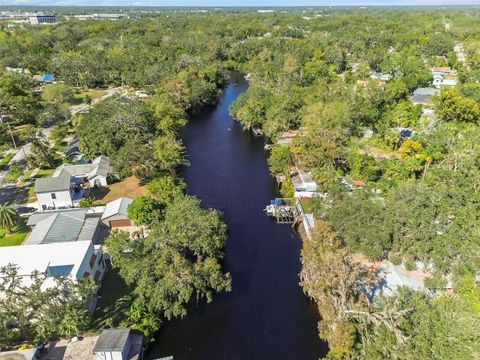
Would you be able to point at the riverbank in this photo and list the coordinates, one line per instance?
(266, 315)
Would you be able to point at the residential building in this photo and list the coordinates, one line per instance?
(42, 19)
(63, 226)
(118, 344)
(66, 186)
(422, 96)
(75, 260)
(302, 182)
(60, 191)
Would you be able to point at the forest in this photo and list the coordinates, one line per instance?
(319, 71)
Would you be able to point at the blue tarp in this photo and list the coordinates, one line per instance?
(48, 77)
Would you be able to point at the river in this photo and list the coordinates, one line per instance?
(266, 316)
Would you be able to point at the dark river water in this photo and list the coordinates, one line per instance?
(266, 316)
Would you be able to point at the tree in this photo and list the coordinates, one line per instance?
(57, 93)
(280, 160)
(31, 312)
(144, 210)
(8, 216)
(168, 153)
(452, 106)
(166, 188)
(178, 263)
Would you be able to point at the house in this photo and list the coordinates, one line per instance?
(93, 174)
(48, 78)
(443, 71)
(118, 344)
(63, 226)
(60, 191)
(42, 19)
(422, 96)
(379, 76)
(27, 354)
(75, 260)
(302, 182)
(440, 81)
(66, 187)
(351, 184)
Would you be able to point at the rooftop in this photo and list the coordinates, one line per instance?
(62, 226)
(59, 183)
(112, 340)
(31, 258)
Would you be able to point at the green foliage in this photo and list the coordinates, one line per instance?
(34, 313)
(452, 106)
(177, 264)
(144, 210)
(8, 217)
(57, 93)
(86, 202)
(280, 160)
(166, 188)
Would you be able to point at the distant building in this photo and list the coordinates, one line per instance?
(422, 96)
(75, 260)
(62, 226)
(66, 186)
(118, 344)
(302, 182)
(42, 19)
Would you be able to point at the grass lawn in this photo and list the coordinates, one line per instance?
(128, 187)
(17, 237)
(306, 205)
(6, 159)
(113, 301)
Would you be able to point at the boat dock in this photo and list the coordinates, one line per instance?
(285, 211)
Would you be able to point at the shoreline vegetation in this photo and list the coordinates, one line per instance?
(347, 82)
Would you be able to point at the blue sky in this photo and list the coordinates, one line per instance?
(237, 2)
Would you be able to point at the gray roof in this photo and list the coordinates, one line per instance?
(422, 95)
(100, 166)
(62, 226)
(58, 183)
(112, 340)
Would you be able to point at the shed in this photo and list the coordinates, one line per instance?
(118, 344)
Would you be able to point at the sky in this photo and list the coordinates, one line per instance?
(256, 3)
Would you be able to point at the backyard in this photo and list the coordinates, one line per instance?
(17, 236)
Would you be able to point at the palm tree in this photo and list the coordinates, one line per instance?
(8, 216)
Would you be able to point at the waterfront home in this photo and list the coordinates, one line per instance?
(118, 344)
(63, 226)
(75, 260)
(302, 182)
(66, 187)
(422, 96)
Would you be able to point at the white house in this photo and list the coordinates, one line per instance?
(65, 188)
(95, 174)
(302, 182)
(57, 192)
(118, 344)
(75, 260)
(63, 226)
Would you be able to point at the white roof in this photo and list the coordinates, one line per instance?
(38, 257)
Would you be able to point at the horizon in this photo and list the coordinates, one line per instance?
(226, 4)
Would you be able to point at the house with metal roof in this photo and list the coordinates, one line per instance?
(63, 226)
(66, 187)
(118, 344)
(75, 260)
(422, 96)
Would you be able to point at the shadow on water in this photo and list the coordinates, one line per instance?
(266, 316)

────────────────────

Work to do: Copy every row above word for word, but leave out the pictures.

Task result:
Would you be able to point at the riverbank in this photo and list the coordinates, one line per instance?
(266, 315)
Would you be able to point at the residential building in this photo and list the coordinates, one line per instance?
(42, 19)
(63, 226)
(118, 344)
(66, 186)
(422, 96)
(75, 260)
(302, 182)
(60, 191)
Would you be able to point at the forest in this photo and list the coordinates, one line per instance?
(319, 71)
Would you be able to point at the blue tarp in this photo and list the coordinates, one line per instance?
(48, 77)
Would you be able to point at the river in this photo and list the coordinates, one line per instance?
(266, 316)
Would you be able to point at the dark river water in this photo and list the coordinates, one line per instance?
(266, 316)
Would you be able to point at the tree in this photo and list the coordinates, one line per instance?
(57, 93)
(280, 160)
(31, 312)
(144, 210)
(8, 216)
(168, 153)
(452, 106)
(166, 188)
(178, 263)
Would you be able to point at the house in this photo and list the coordinates, one line per instance?
(93, 174)
(48, 78)
(443, 71)
(118, 344)
(63, 226)
(60, 191)
(42, 19)
(422, 96)
(379, 76)
(27, 354)
(75, 260)
(302, 182)
(440, 81)
(66, 187)
(351, 184)
Would you be able to point at the rooftop in this photo and list the coordinates, one line per instance?
(62, 226)
(59, 183)
(112, 340)
(31, 258)
Would you be able to point at the green foliage in this photo and list the coordinates, one line per instance?
(34, 313)
(452, 106)
(177, 264)
(144, 210)
(8, 217)
(57, 93)
(86, 202)
(280, 160)
(166, 188)
Would you be able to point at the distant building in this photo and list the coordinates, one line per instance?
(422, 96)
(75, 260)
(62, 226)
(66, 186)
(118, 344)
(302, 182)
(42, 19)
Would you be able to point at the grass lawn in this photo and list the coordinates, one line per instance?
(128, 187)
(17, 237)
(306, 205)
(6, 159)
(113, 301)
Would you be able to point at the boat dock in this photo and list the coordinates, one line per instance?
(285, 211)
Would you be able to point at the shoreline vegetation in this photo and list the coordinates, one line per instance?
(347, 82)
Would you be able to point at the blue sky in this photo and list the coordinates, one line per instance?
(237, 2)
Would you be able to point at the gray roof in this photo and list the coordinates, one line per instance?
(422, 95)
(100, 166)
(62, 226)
(58, 183)
(112, 340)
Would you be able to point at the shed in this photo and list the coordinates, one line per instance?
(118, 344)
Would you be able to point at the sky in this photo and list the coordinates, one line per instance?
(256, 3)
Would you be able to point at the backyard in this photo and list the coordinates, one line per instance?
(17, 236)
Would you be able to point at the palm tree in this photo and list the coordinates, one line per instance?
(8, 216)
Would you be able to point at the waterfront home in this photo and list the coordinates, one line per instance?
(118, 344)
(63, 226)
(75, 260)
(302, 182)
(66, 187)
(422, 96)
Would you be able to point at the white house in this photo and list the coordinates, one line per instance?
(65, 188)
(95, 174)
(302, 182)
(57, 192)
(118, 344)
(75, 260)
(63, 226)
Would you be able to point at the white roof in this photo and list the coordinates, one line per instance?
(38, 257)
Would you be able to point at the horizon in this photo and list the coordinates, one line per instance?
(226, 4)
Would you be able to point at the house with metal roof in this photo and list the coordinates, one line per instance?
(63, 226)
(66, 187)
(118, 344)
(75, 260)
(422, 96)
Would you be able to point at the shadow on water in this photo and list the coordinates, one line per instance?
(266, 316)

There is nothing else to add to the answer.